** Extract provided follows **
Condensed Matter and AMO

BNL has the National Synchrotron Light Source II (NSLS II - just built in the last few years for about $1 Billion) which does a lot of chemistry, materials science, condensed matter physics, and x-ray diffraction experiments. Getting time on the NSLS II is something that graduate students can forseeably do within the time span of a PhD thesis, so if defining your own research projects sounds fun then you should investigate research groups around BNL and SBU that are already using this resource.

Lattice Nuclear Theory

Sergey Syritsin is a new Lattice QCD professor at SBU who collaborates heavily with the Lattice Theory group at BNL, and several students at SBU are already working with him and others at BNL.

Heavy Ion Physics

The Relativistic Heavy Ion Collider (RHIC) draws thousands of researchers to work on heavy ion collision experiments, both at RHIC and at the LHC. It should be fairly straightforward to find experimentalist and theorist advisors working on interesting physics for past, current, and future heavy ion physics and the phase diagram of QCD.

Astronomy

There are several researchers at BNL and SBU who do astronomy, particle astrophysics, and cosmology using resources at BNL, and they have given Friday Afternoon Seminar talks searching for PhD students and have taken other students recently.

Accelerator Physics

The Center for Accelerator Science and Education focuses on accelerator science and R&D (more information can be found on their website). There are two faculty members at SBU who do research at BNL: Professor Vladimir Litvinenko and Professor Navid Vafaei-Najafabadi. Professor Litvinenko is a theorist and an experimentalist, and leads the Accelerator Physics Group for Brookhaven's Relativistic Heavy Ion Collider. Professor Vafaei-Najafabadi works on plasma wakefield acceleration and his group works on experimental projects at the Accelerator Test Facility (ATF).

Institute for Advanced Computational Science (IACS)

Mathematical and computational physics has a (relatively new) resource available at SBU in IACS, which is both a research institute for various scientists and engineers across various disciplines, as well as the home of a super computer that researchers across SBU can request access on for their research, even if they aren't affiliated directly or have an office in IACS. The IACS also offers a certificate in computational and data science, which could be useful, particularly for master's students, if you hope to join industry after your time at Stony Brook.

Laufer Center

The Laufer Center focuses on physically rigorous biology research, focused both on experimental and theoretical aspects.
** End of Extract provided **
** Entries provided follows **
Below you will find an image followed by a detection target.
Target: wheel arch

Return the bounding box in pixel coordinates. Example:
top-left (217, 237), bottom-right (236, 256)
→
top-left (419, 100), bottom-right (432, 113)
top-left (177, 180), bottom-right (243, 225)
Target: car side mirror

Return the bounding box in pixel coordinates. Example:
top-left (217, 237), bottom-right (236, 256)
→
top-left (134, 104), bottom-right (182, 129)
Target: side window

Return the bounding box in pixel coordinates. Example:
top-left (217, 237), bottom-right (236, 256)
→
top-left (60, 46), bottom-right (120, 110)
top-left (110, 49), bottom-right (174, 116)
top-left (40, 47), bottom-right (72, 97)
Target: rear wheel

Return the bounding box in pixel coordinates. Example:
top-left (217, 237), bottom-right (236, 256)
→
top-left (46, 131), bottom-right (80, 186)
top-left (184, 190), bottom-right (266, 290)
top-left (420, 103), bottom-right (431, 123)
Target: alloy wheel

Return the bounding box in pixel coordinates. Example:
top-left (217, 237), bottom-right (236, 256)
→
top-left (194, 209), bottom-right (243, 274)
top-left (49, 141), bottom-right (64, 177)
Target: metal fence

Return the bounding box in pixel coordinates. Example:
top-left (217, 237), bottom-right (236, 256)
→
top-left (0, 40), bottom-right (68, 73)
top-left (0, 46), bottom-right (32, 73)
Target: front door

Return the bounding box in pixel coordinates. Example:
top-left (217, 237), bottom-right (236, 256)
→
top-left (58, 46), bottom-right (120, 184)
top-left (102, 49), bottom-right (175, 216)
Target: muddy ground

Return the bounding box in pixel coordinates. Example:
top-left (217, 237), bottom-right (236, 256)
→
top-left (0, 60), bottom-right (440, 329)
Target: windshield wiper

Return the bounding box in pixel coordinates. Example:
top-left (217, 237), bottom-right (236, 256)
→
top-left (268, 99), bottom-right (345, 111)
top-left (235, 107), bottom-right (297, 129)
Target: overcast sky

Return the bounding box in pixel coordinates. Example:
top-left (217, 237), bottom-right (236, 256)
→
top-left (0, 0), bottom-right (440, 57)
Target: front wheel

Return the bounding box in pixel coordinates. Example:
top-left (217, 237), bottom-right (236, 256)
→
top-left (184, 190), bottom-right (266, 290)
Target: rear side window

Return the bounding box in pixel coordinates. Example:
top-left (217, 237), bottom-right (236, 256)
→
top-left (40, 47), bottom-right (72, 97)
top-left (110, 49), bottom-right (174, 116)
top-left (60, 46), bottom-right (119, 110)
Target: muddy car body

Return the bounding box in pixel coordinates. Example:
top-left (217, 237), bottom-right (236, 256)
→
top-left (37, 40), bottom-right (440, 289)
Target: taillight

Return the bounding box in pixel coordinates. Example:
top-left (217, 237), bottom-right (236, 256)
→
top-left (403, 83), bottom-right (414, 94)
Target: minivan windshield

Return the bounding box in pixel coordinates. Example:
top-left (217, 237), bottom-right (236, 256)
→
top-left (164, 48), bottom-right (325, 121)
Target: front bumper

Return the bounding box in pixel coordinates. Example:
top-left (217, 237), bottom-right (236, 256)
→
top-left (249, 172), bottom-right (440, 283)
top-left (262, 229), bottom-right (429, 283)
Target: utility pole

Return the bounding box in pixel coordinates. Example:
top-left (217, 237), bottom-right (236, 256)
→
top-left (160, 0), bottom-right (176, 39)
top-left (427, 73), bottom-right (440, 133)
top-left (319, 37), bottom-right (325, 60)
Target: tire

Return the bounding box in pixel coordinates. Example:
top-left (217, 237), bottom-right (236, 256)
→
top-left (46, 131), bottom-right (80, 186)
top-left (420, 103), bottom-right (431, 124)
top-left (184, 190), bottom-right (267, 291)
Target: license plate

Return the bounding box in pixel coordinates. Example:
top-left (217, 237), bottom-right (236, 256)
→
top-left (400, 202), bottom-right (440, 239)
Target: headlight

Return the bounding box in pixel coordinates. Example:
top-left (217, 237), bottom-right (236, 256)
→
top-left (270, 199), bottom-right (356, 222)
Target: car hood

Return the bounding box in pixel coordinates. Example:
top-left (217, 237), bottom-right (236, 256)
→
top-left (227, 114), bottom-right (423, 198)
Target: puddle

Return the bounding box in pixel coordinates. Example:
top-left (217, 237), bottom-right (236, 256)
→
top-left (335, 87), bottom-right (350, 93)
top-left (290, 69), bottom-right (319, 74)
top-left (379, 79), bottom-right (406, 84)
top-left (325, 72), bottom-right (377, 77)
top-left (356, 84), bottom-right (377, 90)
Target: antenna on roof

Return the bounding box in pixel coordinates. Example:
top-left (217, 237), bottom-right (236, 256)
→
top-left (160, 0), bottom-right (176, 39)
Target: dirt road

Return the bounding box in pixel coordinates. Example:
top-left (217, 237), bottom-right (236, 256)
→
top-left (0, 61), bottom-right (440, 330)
** End of Entries provided **
▶ [Problem A]: According to the overview of research areas at BNL and SBU, what does Professor Vafaei-Najafabadi work on?
▶ [Problem B]: Resume the overview of research areas at BNL and SBU, starting right after its final sentence about the Laufer Center.

▶ [Reply A]: Plasma wakefield acceleration, with his group doing experimental projects at the Accelerator Test Facility (ATF).

▶ [Reply B]:
Biophysics

Ken Dill of the physics department is the head of the Laufer Center for Biology, and he is stepping back into a more research intensive role recently. He gave a Friday Afternoon Seminar talk looking for PhD students recently that delved into interesting modeling opportunities in cell energy cycles, among other things. He is certainly a good resource for finding similar research opportunities.

Students who pursue their research in the Laufer Center work in an multidisciplinary environment, as the Center contains faculties and students from the departments of Physics, Applied Math, Chemistry, Life Science, Biochemical Engineering and more, making it an extremely stimulating environment. This allows the students to develop fundamental communication skills to bridge the differences in languages across such disciplines.

Typical research fields within Ken Dill's group are protein evolution, origin of life, structural biology (protein structure), fundamental statistical mechanics, cells energy production strategies and more.

Chemistry

There are several opportunities to pursue AMO and Nuclear physics research in the neighboring Chemistry department as a physics student.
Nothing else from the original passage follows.